**SHORT EXERCISE**
Pull out every line of the listing below that contains the word "equipment", and copy each one unchanged.

─── DATASET ENTRIES

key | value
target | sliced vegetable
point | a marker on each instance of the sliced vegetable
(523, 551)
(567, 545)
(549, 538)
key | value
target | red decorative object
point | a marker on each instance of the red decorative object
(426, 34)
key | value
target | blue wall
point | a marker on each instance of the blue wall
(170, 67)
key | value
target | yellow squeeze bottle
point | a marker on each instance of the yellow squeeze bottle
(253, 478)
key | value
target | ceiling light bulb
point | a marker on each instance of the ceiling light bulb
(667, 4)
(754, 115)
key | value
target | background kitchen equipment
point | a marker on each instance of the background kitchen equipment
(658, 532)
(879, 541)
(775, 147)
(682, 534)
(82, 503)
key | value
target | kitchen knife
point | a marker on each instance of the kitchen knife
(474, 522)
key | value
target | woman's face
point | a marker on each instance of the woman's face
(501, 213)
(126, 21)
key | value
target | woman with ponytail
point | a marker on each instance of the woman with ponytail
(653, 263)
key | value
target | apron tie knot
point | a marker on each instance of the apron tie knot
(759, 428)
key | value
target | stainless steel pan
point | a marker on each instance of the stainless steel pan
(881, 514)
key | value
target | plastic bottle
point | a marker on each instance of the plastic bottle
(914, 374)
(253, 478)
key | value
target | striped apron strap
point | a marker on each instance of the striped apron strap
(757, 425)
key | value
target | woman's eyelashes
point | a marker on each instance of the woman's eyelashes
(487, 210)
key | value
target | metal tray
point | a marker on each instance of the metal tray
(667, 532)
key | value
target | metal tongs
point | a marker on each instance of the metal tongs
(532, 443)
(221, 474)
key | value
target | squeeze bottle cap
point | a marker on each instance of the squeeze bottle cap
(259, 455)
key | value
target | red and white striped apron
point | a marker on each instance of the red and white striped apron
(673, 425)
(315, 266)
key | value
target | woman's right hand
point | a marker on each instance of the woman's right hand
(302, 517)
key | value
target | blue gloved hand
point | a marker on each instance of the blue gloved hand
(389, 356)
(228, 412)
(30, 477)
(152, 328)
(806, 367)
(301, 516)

──────
─── DATASET ENTRIES

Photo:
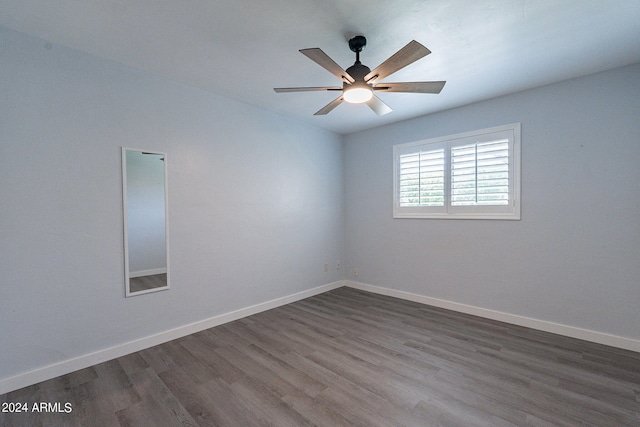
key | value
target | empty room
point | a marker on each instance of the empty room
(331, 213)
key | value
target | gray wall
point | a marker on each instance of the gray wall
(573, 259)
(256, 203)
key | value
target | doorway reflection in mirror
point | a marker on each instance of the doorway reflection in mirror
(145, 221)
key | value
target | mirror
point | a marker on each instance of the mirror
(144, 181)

──────

**TASK RESPONSE**
target | background kitchen equipment
point | a marker on each instance of the background kitchen equipment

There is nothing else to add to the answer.